▶ **Text**:
Much has been written about this mystical form of silent praying, and there are masters in it. Many are Catholic monks or folks with unique gifts and callings to explore this process of centering and mindfulness. This Brian Russell book is, I think, a bit different than most with the “centering prayer” phrase on the cover, in part because it is not overly mystical or esoteric. It is written by an evangelical, a United Methodist pastor who also teaches Biblical studies (and has earned awards as a beloved, respected prof) at Asbury Theological Seminary. His specializes in this deeper sort of spirituality and calls his coaching and direction ministry “Deep Dive Spirituality.” Yes, he stands on the shoulders of the likes of Basil Pennington and Thomas Keating and Cynthia Bourgeault. He cites Richard Rohr. But, like them, he also quotes the patristics and medieval scholars in a way that seems normal. He invites us to pray in ways the older saints understood, drawing on Julian of Norwich and Roberta Bondi’s nice books on the church fathers. And then he applies it nicely for our modern lives.
Despite the deep roots and mystical colleagues, this really is centering prayer demystified. It would be, I think, I perfect follow up to Ruth Haley Barton’s Invitation to Solitude and SIlence, a routine seller for us here at Hearts & Minds. Centering PrayerL Sitting Quietly… has great endorsements from the likes of Dr. Winfield Bevins, A.J. Swaboda, and the Director of the School of Kingdom Living at Dallas Willard Ministries, John Carroll. Even the always energetic Leonard Sweet suggests that “this book could change your life.”
When Brian Russell discovered centering prayer, he reports, he became calmer, less reactive, freed of past wounds and became a better listener. This is a helpful book, then, that can bear good, practical fruit. It is clear as can be. But more than helping us calm down and find peace and healing relationships, it helps us “discover the depth’s of God’s love.” If this book can help with that, maybe it can change us for the better, in the very best way. Highly recommended.
Community Henri Nouwen (Orbis Press) $25.00 OUR SALE PRICE = $20.00
Wow, you read that right — a new book by Henri Nouwen. And compiled and lovingly edited by our friend Stephen Lazarus. (Stephen used to work for the Center for Public Justice (CPJ) in Washington DC and now lives in Toronto, serving as Director for Research and Special Projects act the Henri Nouwen Society.) This book draws together transcripts of talks and messages that have never been published before, together with excerpts of books and articles (again, some that have not been widely seen.) Together, with this new material and nicely woven together previously published content, we have what surely can her called a new book. Even if all of it was previously widely known, pulling his stuff on community together would be a service and make a lovely book. That some of this is from notes from retreats and transcripts of public addresses that have never been published makes this truly an extraordinary publication. What a gift to the world and how very needed it is now.

▶ **Rows**:
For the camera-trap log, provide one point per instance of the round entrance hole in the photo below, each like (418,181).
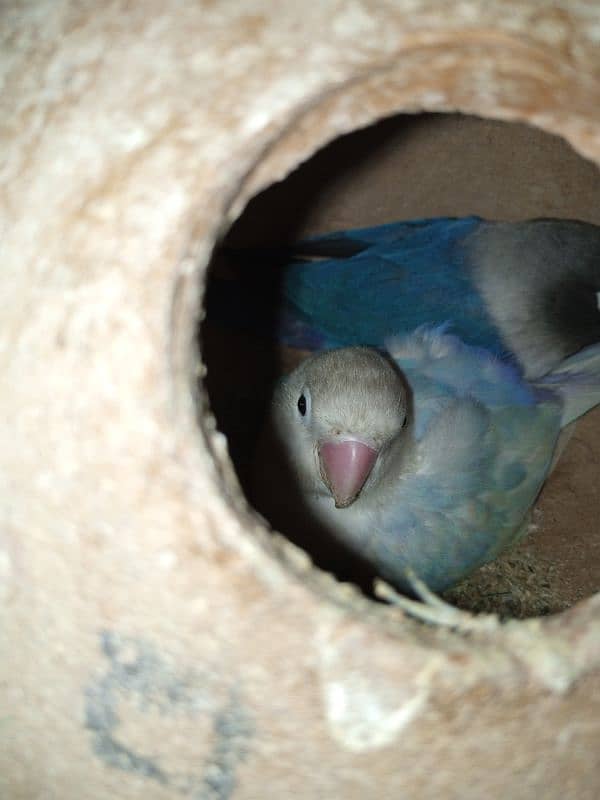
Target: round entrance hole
(407,167)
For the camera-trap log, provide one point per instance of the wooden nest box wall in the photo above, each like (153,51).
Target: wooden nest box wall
(157,640)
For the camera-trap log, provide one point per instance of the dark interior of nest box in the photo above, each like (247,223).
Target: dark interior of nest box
(406,167)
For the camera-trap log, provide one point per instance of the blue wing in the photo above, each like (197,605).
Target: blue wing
(485,441)
(380,282)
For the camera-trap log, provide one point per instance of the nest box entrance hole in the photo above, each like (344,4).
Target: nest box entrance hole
(407,167)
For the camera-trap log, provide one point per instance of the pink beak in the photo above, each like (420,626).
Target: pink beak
(345,466)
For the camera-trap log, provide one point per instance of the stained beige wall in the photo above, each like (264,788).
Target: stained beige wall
(155,642)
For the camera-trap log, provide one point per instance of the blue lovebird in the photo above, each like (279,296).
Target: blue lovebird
(525,291)
(428,458)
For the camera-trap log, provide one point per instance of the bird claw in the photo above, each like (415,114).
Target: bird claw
(433,609)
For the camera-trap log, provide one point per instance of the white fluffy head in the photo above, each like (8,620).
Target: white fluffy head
(353,392)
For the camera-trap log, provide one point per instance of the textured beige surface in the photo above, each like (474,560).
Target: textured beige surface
(153,645)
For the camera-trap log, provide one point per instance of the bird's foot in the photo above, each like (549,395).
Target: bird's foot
(433,609)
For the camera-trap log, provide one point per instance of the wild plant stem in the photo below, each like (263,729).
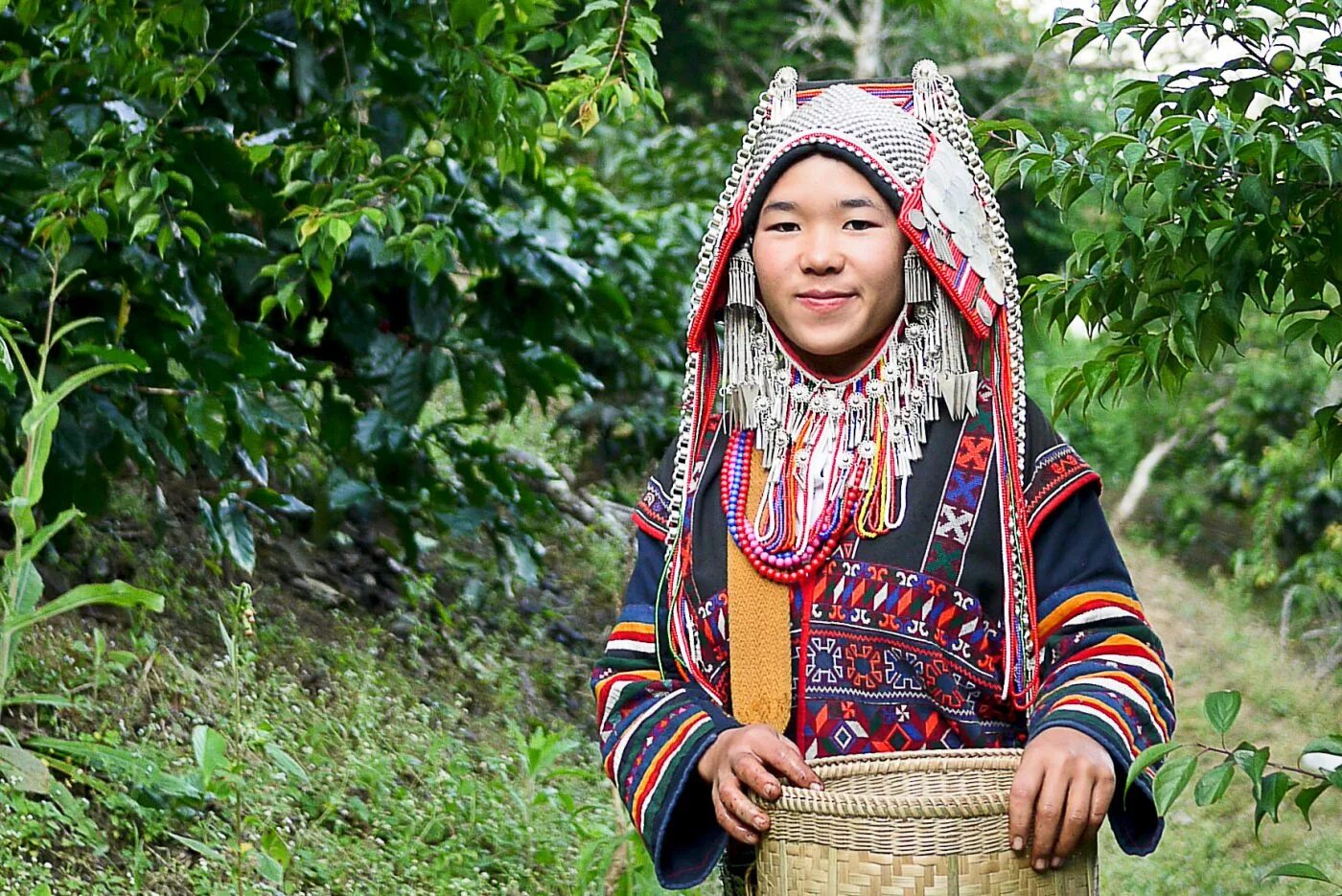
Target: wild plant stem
(238,786)
(1270,765)
(12,598)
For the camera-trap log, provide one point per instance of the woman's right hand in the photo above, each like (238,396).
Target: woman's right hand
(753,757)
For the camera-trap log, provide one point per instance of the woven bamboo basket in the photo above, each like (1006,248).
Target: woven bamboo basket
(922,824)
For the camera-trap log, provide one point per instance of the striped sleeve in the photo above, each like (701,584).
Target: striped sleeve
(1103,671)
(654,727)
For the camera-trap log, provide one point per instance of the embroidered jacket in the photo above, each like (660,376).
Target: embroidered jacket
(896,640)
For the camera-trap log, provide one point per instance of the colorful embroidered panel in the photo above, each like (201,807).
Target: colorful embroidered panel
(1056,473)
(962,493)
(896,660)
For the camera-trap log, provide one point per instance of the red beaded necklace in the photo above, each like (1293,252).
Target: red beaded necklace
(778,566)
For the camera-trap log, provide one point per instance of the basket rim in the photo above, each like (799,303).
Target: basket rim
(948,762)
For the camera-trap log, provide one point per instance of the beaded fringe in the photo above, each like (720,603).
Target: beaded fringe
(876,420)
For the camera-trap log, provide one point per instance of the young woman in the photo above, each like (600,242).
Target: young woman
(902,550)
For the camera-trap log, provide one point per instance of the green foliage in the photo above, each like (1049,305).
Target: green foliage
(1244,486)
(1318,770)
(312,218)
(20,584)
(1216,190)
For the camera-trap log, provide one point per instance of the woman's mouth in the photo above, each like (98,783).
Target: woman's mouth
(824,302)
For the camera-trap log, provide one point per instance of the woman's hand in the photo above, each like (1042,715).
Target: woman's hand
(1062,789)
(753,757)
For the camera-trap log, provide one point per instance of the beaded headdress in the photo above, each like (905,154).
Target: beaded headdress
(961,321)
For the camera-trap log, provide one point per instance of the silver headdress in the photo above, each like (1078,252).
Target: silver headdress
(913,141)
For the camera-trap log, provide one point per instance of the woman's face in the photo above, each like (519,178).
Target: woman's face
(829,262)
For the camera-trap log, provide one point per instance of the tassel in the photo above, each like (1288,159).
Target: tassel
(782,94)
(741,379)
(918,286)
(929,103)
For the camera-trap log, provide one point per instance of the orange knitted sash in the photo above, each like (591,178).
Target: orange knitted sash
(758,632)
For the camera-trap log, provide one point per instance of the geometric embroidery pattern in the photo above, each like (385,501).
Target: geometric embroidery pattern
(962,493)
(891,658)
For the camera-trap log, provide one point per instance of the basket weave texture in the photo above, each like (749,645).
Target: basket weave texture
(925,824)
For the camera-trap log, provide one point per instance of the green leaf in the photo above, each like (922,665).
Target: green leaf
(116,593)
(286,764)
(274,846)
(144,225)
(1317,147)
(1212,786)
(207,420)
(1305,799)
(1270,794)
(1170,781)
(339,231)
(197,846)
(210,748)
(39,538)
(1301,869)
(1146,758)
(51,400)
(96,224)
(1221,708)
(237,533)
(267,866)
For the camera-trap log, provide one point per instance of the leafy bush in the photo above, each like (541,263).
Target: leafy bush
(1216,188)
(309,220)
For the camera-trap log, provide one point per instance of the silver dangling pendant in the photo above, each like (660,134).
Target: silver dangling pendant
(741,379)
(918,287)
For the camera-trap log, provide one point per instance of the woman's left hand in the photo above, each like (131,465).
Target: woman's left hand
(1062,791)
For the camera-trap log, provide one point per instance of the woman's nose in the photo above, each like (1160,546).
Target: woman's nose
(821,255)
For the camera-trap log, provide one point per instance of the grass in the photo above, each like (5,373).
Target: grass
(1214,644)
(459,758)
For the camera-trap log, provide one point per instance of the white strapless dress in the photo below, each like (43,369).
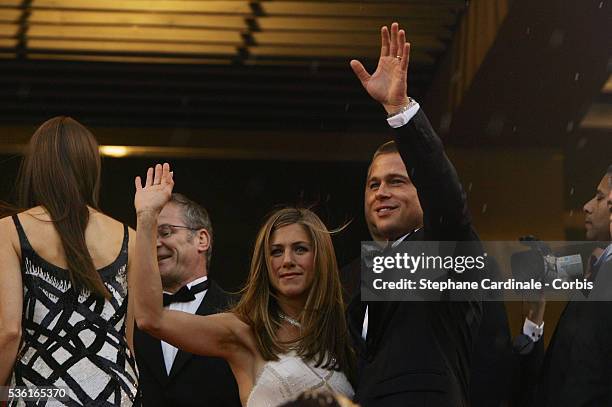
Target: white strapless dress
(284,379)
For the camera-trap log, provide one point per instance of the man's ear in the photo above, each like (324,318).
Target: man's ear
(203,238)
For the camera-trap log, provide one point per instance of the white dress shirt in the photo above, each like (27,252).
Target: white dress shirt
(191,307)
(364,329)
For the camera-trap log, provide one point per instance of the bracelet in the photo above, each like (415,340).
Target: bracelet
(411,102)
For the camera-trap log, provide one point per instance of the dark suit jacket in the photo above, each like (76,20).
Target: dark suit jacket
(577,366)
(418,353)
(193,380)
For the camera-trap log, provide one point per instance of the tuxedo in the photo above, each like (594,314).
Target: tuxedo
(418,353)
(577,366)
(193,380)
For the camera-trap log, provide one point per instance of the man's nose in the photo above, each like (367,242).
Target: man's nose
(587,207)
(383,191)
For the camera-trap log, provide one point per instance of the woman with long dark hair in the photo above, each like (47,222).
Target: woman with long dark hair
(288,332)
(64,315)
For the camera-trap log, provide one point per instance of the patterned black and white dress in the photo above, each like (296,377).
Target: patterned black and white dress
(74,340)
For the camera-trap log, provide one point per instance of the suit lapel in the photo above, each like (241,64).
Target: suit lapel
(150,348)
(210,305)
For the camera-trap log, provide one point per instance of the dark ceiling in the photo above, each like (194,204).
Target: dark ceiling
(271,66)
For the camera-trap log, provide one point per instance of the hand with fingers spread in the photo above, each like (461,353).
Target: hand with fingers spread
(156,191)
(388,84)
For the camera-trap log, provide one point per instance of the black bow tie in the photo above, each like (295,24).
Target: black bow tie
(186,294)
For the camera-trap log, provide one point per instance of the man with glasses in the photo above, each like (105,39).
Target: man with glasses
(169,376)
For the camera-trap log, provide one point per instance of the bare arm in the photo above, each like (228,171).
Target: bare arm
(11,300)
(221,335)
(129,319)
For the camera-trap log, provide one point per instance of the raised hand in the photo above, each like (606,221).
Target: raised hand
(388,84)
(156,191)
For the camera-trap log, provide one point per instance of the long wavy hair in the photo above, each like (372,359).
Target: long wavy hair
(61,172)
(324,334)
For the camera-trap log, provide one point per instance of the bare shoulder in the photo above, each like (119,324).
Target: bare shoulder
(7,229)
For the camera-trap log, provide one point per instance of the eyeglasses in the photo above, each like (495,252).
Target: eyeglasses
(165,231)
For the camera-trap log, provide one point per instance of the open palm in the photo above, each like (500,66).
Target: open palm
(156,191)
(388,84)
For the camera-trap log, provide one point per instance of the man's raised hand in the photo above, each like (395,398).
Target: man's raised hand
(388,84)
(157,190)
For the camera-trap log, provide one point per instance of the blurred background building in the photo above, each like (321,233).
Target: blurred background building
(254,103)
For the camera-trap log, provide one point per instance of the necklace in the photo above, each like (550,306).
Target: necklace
(291,321)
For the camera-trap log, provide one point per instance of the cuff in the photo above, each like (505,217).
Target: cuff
(532,330)
(404,116)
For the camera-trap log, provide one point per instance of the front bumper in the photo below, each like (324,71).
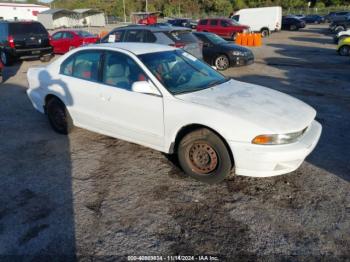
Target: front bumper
(31,52)
(264,160)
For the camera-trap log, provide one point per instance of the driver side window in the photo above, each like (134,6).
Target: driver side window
(121,71)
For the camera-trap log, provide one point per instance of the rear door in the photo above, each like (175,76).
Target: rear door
(186,40)
(213,26)
(129,115)
(57,42)
(29,35)
(79,78)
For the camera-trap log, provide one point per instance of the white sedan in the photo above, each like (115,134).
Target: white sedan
(166,99)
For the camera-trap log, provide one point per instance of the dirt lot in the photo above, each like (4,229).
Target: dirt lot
(91,196)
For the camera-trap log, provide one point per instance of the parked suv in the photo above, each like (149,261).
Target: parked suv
(1,68)
(23,39)
(292,23)
(336,16)
(166,35)
(226,28)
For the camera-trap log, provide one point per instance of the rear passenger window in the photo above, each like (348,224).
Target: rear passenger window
(224,23)
(149,37)
(121,71)
(113,37)
(203,22)
(213,22)
(236,18)
(68,35)
(67,66)
(134,36)
(86,65)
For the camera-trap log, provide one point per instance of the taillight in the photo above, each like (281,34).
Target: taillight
(179,45)
(11,41)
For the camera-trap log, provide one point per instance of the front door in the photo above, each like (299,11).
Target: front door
(129,115)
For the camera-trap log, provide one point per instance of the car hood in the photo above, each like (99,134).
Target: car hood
(269,109)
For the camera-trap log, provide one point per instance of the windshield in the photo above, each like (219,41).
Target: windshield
(84,34)
(215,39)
(181,72)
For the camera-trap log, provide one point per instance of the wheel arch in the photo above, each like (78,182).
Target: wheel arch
(219,54)
(183,131)
(50,96)
(265,28)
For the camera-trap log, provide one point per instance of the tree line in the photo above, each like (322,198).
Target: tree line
(188,7)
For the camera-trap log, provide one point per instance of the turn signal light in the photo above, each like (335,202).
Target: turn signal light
(262,140)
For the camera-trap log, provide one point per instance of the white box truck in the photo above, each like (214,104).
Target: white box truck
(263,19)
(23,11)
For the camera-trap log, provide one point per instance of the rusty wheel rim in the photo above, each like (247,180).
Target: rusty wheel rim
(202,158)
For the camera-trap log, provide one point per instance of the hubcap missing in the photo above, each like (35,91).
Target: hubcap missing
(202,158)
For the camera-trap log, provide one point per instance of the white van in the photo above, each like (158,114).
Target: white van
(264,19)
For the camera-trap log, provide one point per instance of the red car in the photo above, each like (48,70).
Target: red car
(224,27)
(65,40)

▶ **Stated exercise A**:
Answer these questions using the book reviews:
(i) At which seminary does Brian Russell teach Biblical studies?
(ii) What sale price is listed for Henri Nouwen's Community?
(iii) In what city does Stephen Lazarus now live?
▶ **Stated exercise B**:
Write the next passage of the book reviews, picking up after their final sentence.
The material has no connection to the book reviews.

▶ **Expected answer A**:
(i) Asbury Theological Seminary
(ii) $20.00
(iii) Toronto

▶ **Expected answer B**:
The good forward is by the senior editor at Orbis, Robert Ellsberg (who knew Henri, not to mention many colorful characters of the last half a century, from Dorothy Day on.) He tells of first trying to get Henri to submit articles for the Catholic Worker, the famous paper founded by Dorothy that he was editing at the time. It’s a good story, and one of those early pieces is chapter four of this new book. The longer introduction is by Stephen and it soars. What a lovely introduction to this longing for community in are lonelier age and what a great introduction to this core theme of so much of Nouwen’s body of work, written and lived.
For many of us, it is hard to believe that this past year marked the 25th anniversary of Henri Nouwen’s journey to Daybreak, his final return to the loving Father. How sad we were upon hearing about his death in Holland, on the way to film a talk in front of the famous Rembrandt painting(“Return of the Prodigal Son”) that graced the cover of one of his most popular books.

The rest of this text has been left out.